>> start

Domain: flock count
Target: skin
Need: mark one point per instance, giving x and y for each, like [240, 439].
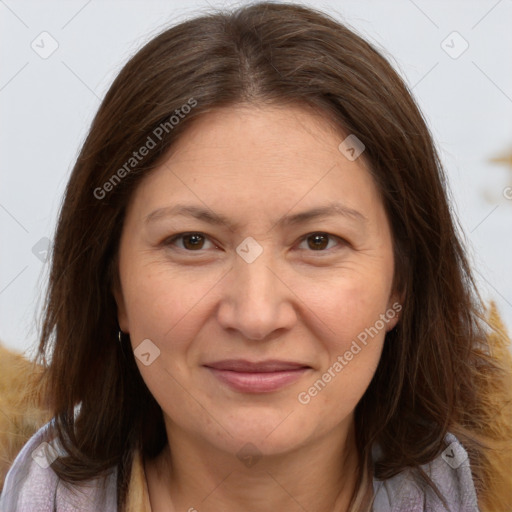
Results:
[203, 303]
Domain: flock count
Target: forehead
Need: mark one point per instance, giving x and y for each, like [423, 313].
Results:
[261, 158]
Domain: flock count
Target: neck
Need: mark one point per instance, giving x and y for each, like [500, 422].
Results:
[197, 477]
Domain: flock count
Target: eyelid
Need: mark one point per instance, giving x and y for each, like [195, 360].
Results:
[169, 241]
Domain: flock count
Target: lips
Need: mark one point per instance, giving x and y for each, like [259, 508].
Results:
[257, 377]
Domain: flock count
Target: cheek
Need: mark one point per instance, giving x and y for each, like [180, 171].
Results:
[159, 300]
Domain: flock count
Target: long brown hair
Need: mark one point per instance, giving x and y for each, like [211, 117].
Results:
[426, 382]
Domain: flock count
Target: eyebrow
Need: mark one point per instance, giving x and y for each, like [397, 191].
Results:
[207, 215]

>> end

- **PROBLEM TO SOLVE**
Pictures in the records must not appear in the copy; transcribe everything else precisely.

- **COMPLETE OUTPUT**
Domain: flock count
Target: skin
Need: mark one point per instance, giving x and y for each, like [240, 439].
Results:
[203, 303]
Domain: flock count
Target: forehead
Need: mark one point per instance, giving x and y for each, like [423, 313].
Results:
[261, 158]
Domain: flock count
Target: neck
Need: mark one point per instance, giving x and y for each, like [500, 422].
Results:
[197, 477]
Domain: flock count
Target: eyelid
Need: mark one point per instance, giving x and y for each, like [195, 360].
Results:
[169, 241]
Domain: flock count
Target: lips
Need: mark one point per instance, giving x and y for each, like [259, 508].
Results:
[257, 377]
Domain: flock count
Target: cheek
Need: mark one point per instance, giving x and y for each, like [180, 171].
Results:
[159, 300]
Domain: flock count
Target: long brown hair
Need: mark one point per instance, giving x and y for each, like [211, 117].
Results:
[426, 382]
Domain: flock count
Target: eyebrow
Need: mark one point per instance, giving x and y for each, like [397, 191].
Results:
[207, 215]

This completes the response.